Friday, October 12, 2012

The Met's Levine headed back to the podium

Let's forget the politicos' bad-mouthing and focus on good news: After being sidelined more than a year by health problems, the Metropolitan Opera's James Levine will return to the podium.  

Perched on a motorized wheelchair, Levine will lead the Met Orchestra in a concert at Carnegie Hall on May 19 -- almost exactly two years since he last conducted. Especially notable to those of us outside New York: Levine is scheduled to conduct three Met productions next season, and I can't imagine that one or two would not turn up on the movie-theater relays. 

Several years of health troubles climaxed for Levine in August 2011. A fall caused spinal injuries that, even after surgery, have left him "temporarily unable to walk," the Met's announcement says. His physicians, several of whom are quoted, say he's nevertheless in shape to go back into action, thanks to intensive rehab. 

"James Levine is an inspirational case, whose return to conducting will be a result of remarkable perseverance and hard work," the leader of his medical team says. 

No doubt Levine has more of that work ahead. Meanwhile, the opera house staff has a task to complement his: In order to accommodate his wheelchair, the announcement explains, "the Met's technical department is designing customized, elevating podiums that will be utilized on the Carnegie Hall stage and in the Met's orchestra pit." 

Keep your fingers crossed. Levine's health woes had already forced him to resign as the Boston Symphony's leader when, last year, he had to bow out of his entire season of engagements. It looked like that might be the end of the line for his conducting. That wouldn't have been right.  

Levine is only 69 years old, which isn't that much in conductor years. Yet, thanks to an rapid rise to prominence, he has been a linchpin of the opera world since the 1970s. Through his decades of radio broadcasts, telecasts and recordings -- and more recently, the Met's movie-theater showings -- he has been a fixture in U.S. opera lovers' lives. 

And through one portion of his job -- leader of the Met's orchestra -- Levine is the only conductor alive whose guidance and honing have lifted  an ensemble into the world's top handful. That's why I'm hoping the Met will beam Verdi's "Falstaff," one of his three operas next season, into theaters. 

I attended a "Falstaff" of Levine's at the Met a few years ago. He and his orchestra let fly with one of the most scintillating performances I've ever heard rise from an opera-house pit. Their color, dash and virtuosity let every facet of Verdi's comedy come to life in sound. The jingle of a coin purse being dangled as a bribe, the shimmer of moonlight, the laughter set off by the fat knight's comeuppance: The orchestra conjured up all of that and more. Look forward to "Falstaff" next season. It'll help you tune out the election's noise.

_Dataset extract_:

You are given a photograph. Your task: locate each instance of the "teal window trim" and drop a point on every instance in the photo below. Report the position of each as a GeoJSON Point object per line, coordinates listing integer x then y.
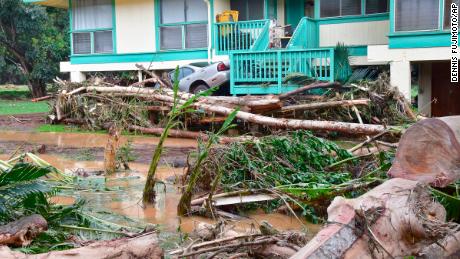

_Parts of the exercise_:
A) Answer the following from the article on James Levine's return:
(i) At what venue and on what date will Levine lead the Met Orchestra in concert?
(ii) What happened to Levine in August 2011 that caused his spinal injuries?
(iii) What is the Met's technical department designing to accommodate his wheelchair?
B) Reproduce everything in the article on James Levine's return from "Keep your fingers" down to "have been right.", with no changes.

_Responses by task_:
A)
(i) Carnegie Hall, on May 19.
(ii) He had a fall.
(iii) Customized, elevating podiums for use on the Carnegie Hall stage and in the Met's orchestra pit.

B)
Keep your fingers crossed. Levine's health woes had already forced him to resign as the Boston Symphony's leader when, last year, he had to bow out of his entire season of engagements. It looked like that might be the end of the line for his conducting. That wouldn't have been right.